* _Information_
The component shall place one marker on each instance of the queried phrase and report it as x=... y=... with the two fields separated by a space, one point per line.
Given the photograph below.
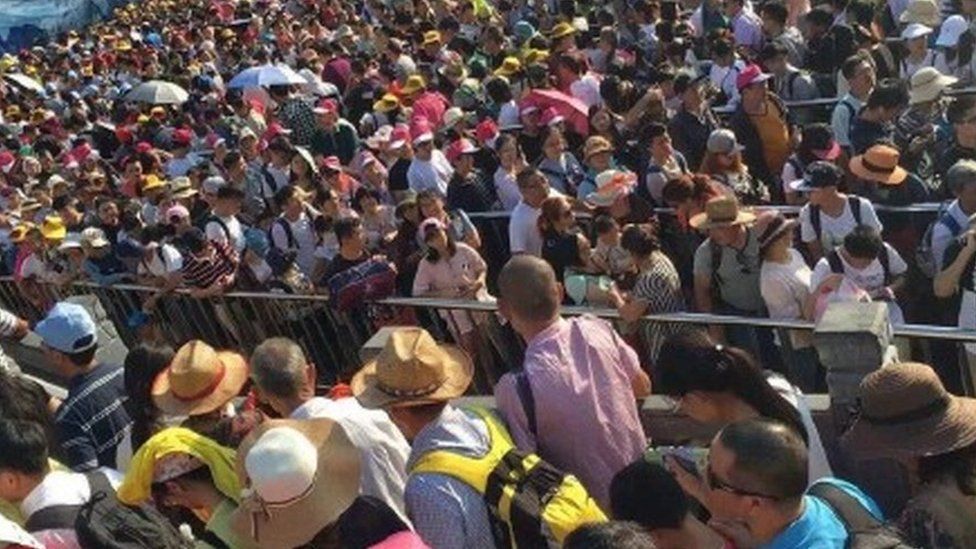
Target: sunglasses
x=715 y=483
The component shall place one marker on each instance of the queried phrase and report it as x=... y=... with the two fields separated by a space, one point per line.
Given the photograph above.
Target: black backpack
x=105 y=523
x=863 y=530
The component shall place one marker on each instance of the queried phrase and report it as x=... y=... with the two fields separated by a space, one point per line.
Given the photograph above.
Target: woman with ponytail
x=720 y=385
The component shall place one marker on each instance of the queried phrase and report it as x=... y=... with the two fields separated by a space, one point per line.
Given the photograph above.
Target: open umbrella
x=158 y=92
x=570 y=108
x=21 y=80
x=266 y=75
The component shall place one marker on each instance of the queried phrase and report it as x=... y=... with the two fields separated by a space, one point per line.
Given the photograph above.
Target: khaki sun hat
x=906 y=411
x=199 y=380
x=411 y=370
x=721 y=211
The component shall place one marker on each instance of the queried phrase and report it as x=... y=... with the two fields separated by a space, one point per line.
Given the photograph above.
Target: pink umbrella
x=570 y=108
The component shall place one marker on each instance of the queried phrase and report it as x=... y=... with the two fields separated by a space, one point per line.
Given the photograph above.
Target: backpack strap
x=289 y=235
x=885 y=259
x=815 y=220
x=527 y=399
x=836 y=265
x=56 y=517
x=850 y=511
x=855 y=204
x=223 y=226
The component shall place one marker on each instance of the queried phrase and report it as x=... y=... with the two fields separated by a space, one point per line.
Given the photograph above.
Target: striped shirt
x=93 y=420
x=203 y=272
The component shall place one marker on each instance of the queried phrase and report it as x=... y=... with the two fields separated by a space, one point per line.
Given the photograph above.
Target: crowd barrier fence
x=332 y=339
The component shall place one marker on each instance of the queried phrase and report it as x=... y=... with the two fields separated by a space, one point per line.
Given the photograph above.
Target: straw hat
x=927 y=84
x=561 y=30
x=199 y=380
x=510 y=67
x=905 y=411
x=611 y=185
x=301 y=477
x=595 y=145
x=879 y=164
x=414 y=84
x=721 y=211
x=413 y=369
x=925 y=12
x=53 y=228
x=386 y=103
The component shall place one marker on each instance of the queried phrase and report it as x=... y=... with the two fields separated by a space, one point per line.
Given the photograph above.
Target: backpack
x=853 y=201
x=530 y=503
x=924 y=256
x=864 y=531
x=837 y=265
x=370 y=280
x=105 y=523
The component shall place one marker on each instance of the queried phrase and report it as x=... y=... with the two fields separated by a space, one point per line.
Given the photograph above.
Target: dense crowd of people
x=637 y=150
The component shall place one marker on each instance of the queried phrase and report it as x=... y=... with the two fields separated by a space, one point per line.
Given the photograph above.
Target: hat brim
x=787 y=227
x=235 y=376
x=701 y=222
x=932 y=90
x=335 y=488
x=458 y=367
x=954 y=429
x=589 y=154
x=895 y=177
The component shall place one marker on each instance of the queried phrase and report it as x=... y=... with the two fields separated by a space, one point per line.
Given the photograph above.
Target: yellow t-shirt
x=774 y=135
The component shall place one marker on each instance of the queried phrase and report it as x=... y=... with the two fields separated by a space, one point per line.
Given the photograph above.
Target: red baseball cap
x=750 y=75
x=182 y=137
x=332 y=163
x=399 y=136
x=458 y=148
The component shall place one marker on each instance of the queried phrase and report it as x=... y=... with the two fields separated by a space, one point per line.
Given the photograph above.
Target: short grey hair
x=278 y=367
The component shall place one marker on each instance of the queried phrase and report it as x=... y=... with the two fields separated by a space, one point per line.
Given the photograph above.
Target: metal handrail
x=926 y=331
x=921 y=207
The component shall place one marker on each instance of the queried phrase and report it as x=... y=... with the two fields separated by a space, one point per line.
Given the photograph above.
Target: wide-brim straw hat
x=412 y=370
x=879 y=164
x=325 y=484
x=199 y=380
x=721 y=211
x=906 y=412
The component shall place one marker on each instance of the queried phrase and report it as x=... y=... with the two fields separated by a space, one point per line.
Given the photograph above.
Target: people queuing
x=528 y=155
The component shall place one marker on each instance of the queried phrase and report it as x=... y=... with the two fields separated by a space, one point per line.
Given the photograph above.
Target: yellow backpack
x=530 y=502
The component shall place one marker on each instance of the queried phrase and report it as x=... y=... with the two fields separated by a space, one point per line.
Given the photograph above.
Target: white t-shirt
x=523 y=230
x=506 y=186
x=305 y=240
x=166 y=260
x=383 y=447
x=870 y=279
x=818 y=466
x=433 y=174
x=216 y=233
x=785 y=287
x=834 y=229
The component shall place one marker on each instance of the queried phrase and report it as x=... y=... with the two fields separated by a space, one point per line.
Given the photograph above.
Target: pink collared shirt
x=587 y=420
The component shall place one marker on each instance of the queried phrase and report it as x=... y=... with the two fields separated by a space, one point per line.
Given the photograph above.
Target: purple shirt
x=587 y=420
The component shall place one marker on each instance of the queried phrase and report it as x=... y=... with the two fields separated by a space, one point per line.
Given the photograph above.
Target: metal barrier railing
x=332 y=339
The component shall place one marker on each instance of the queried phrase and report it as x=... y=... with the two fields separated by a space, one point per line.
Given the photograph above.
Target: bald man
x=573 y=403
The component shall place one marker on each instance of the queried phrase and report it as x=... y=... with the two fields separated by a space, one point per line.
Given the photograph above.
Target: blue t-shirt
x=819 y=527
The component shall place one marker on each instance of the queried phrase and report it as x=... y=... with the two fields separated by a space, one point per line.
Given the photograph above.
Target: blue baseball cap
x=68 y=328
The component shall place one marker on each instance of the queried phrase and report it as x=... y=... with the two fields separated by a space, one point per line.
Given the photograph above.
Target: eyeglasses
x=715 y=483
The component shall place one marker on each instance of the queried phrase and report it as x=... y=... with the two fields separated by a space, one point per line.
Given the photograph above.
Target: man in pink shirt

* _Work request_
Leaving all pictures aside, quote each record exactly.

* _Exercise output_
The component shall place one marker on each instance of the queried phrase and report it as x=... y=... with the two fields separated by a space, one point per line.
Given the photograph below.
Target: sunglasses
x=715 y=483
The component shall place one marker on each instance of the queried phrase and report it as x=... y=... with the two fields separated by a space, one point per line.
Given the photograph above.
Target: black backpack
x=105 y=523
x=863 y=530
The component shall place one marker on each instance of the queried phrase and report it as x=... y=... with the two fields separated by a space, one point per line.
Given the photograph above.
Target: woman with ponytail
x=720 y=385
The component shall place one marker on each instance of the queried phrase and report it as x=... y=... with the two fields separated by a space, one point per line.
Given the photograph above.
Target: open umbrella
x=158 y=92
x=570 y=108
x=21 y=80
x=266 y=75
The component shall place one marker on each instance of the queried phrase and report it as x=... y=... with the two fields separated by a space, one point per line.
Given the photograph above.
Target: khaki sun hat
x=906 y=411
x=199 y=380
x=411 y=370
x=721 y=211
The component shall place one marker on each instance of the queried phrase and report it as x=... y=... with the two fields separated by a space, one point per line.
Given the photograph above.
Target: pink umbrella
x=570 y=108
The component shall place one marker on each instance of the queried phrase and report it as x=... y=... with the two fields separated by a space, one point per line.
Given the photograph above.
Target: backpack strap
x=289 y=235
x=885 y=259
x=815 y=220
x=527 y=399
x=836 y=265
x=56 y=517
x=850 y=511
x=855 y=204
x=223 y=226
The component shall place one marker on each instance of the queried phrase and report it as x=... y=... with the two fields separated by a space, one point per line.
Given the photograph above.
Target: striped shirt
x=93 y=420
x=203 y=272
The component shall place one marker on each instance of the queried phrase and report it as x=... y=... with the two fields separated by a space, one point per line.
Given the photograph above.
Target: crowd barrier fence
x=332 y=339
The component shall place one marker on each instance of the queried phrase and report it as x=... y=... with the two fields separated by a space, one point per line.
Given the photograph above.
Target: straw hat
x=927 y=84
x=561 y=30
x=199 y=380
x=510 y=67
x=905 y=411
x=611 y=185
x=301 y=477
x=595 y=145
x=879 y=164
x=414 y=84
x=721 y=211
x=413 y=369
x=925 y=12
x=53 y=228
x=386 y=103
The component shall place one marker on each instance of the queried phrase and report it as x=... y=... with the two fields separated by a space, one point per line.
Given the photograph above.
Target: backpack
x=853 y=201
x=530 y=503
x=924 y=256
x=864 y=531
x=837 y=265
x=370 y=280
x=105 y=523
The component shall place one marker on each instance of the queried phrase and report it as x=... y=... with the two fields separated by a space, one point per line.
Given the photograph above.
Target: dense crowd of people
x=637 y=150
The component shall place one marker on each instance of the queried phrase and report it as x=... y=... with the two fields separated by a space, one point per line.
Given the photograph above.
Target: hat brim
x=787 y=227
x=235 y=376
x=701 y=222
x=932 y=90
x=335 y=488
x=458 y=367
x=954 y=429
x=589 y=154
x=895 y=177
The component shall place one marker on each instance of the queried phrase and report it as x=... y=... with the two fields separated by a space, one point per line.
Given the photograph above.
Target: yellow t-shirt
x=774 y=135
The component shall place one marker on each instance of the queried phrase and report it as x=... y=... with the two fields separated by a space, one point per line.
Given the photograph above.
Target: red baseball cap
x=750 y=75
x=182 y=137
x=332 y=163
x=399 y=136
x=458 y=148
The component shall place one marker on each instance of the queried phrase and report it as x=... y=... with the two fields separated by a space, one point per line.
Given the photograph above.
Target: short grey hair
x=278 y=367
The component shall place one marker on each instance of the queried phrase and report it as x=... y=... with the two fields separated by a space, one point per line.
Given the photograph above.
Target: metal handrail
x=926 y=331
x=921 y=207
The component shall place one marker on each instance of the queried phrase and report it as x=... y=... with the two fields separated by a space, one point per line.
Given the photograph above.
Target: wide-brim straw hat
x=412 y=370
x=879 y=164
x=325 y=484
x=199 y=380
x=721 y=211
x=906 y=412
The component shall place one marker on each instance of the queried phrase and report it as x=... y=... with the two fields separated by a space, one point per line.
Given the photograph above.
Target: people queuing
x=528 y=155
The component shall place one marker on each instance of the queried phrase and report it as x=... y=... with the two fields separated by a space, one point per line.
Given the photograph above.
Target: yellow backpack
x=530 y=502
The component shall place one marker on each instance of the queried phrase and report it as x=... y=... with the two fields separated by a space, one point per line.
Given the photograph above.
Target: white t-shirt
x=523 y=230
x=506 y=186
x=305 y=240
x=166 y=260
x=383 y=447
x=870 y=279
x=818 y=466
x=433 y=174
x=216 y=233
x=785 y=287
x=834 y=229
The component shall place one marker on each instance of the queried phrase and report it as x=... y=... with the two fields separated by a space, one point per line.
Given the photograph above.
Target: pink collared shirt
x=587 y=420
The component shall place one marker on each instance of the queried phrase and report it as x=... y=... with the two fields separated by a space, one point per line.
Given the photograph above.
Target: purple shirt
x=587 y=420
The component shall place one marker on each instance of the queried phrase and report it as x=... y=... with the two fields separated by a space, one point per line.
Given the photograph above.
Target: metal barrier railing
x=332 y=339
The component shall place one marker on each instance of the queried phrase and report it as x=... y=... with the two fields separated by a space, one point per line.
Given the photograph above.
Target: bald man
x=573 y=403
The component shall place one marker on each instance of the queried phrase and report it as x=... y=... with the two fields separated by a space, one point per line.
Given the photograph above.
Target: blue t-shirt
x=819 y=527
The component shall place one marker on each instance of the queried phrase and report it as x=... y=... with the two fields separated by a space, one point per line.
Given the photograph above.
Target: blue baseball cap
x=68 y=328
The component shall place one marker on each instance of the queried phrase and report it as x=... y=... with the two fields separated by a space, one point per line.
Given the photograph above.
Target: eyeglasses
x=715 y=483
The component shall place one marker on each instance of the queried phrase and report it as x=... y=... with the two fields separated by a space, one point per line.
Given the photograph above.
Target: man in pink shirt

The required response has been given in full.